What to do: Please pull out every line from the data below that contains the string "pile", and copy each one. Case matters.

═══

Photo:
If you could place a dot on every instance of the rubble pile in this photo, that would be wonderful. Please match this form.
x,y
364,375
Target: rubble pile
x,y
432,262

═══

Complete response:
If you could place a dot on every instance of the rubble pile in this photo, that would be wonderful. Please match this form.
Target: rubble pile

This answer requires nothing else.